Please repeat every one of the records below word for word, leaving out the pictures.

——————————

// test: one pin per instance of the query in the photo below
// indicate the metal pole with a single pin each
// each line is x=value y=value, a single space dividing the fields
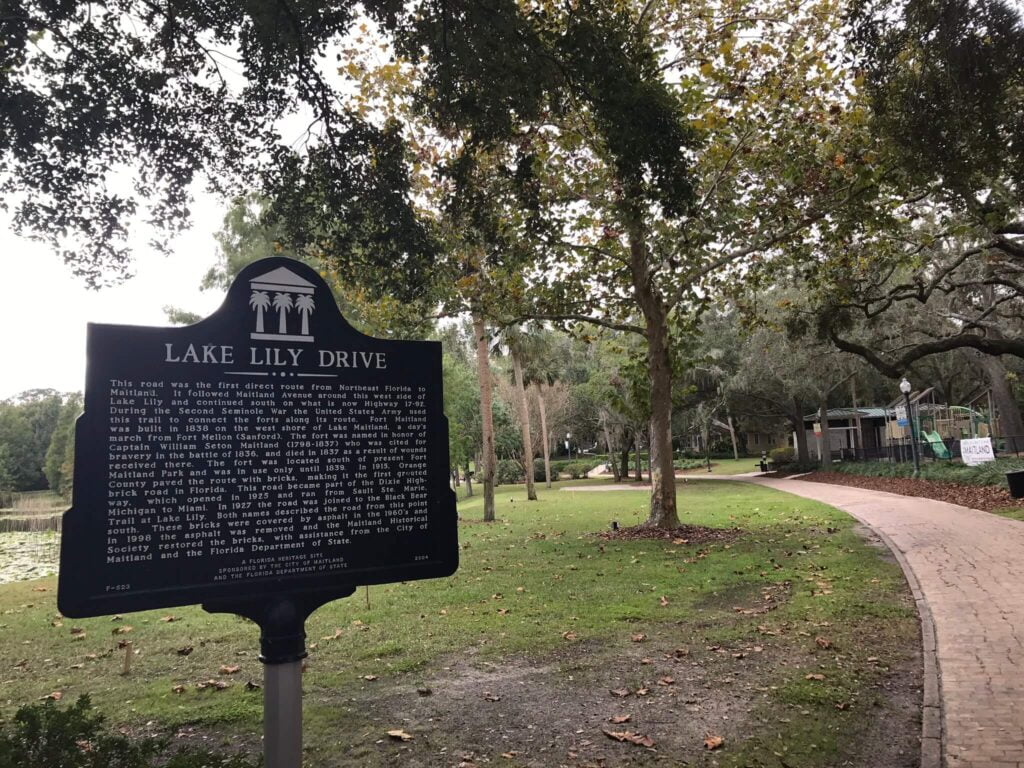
x=913 y=439
x=283 y=715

——————————

→ **ANSWER IN FULL**:
// test: one pin per instance of the query in the photo below
// indicate the metal pole with a single pin each
// each line is x=value y=value, a single space dividing the fields
x=913 y=439
x=283 y=715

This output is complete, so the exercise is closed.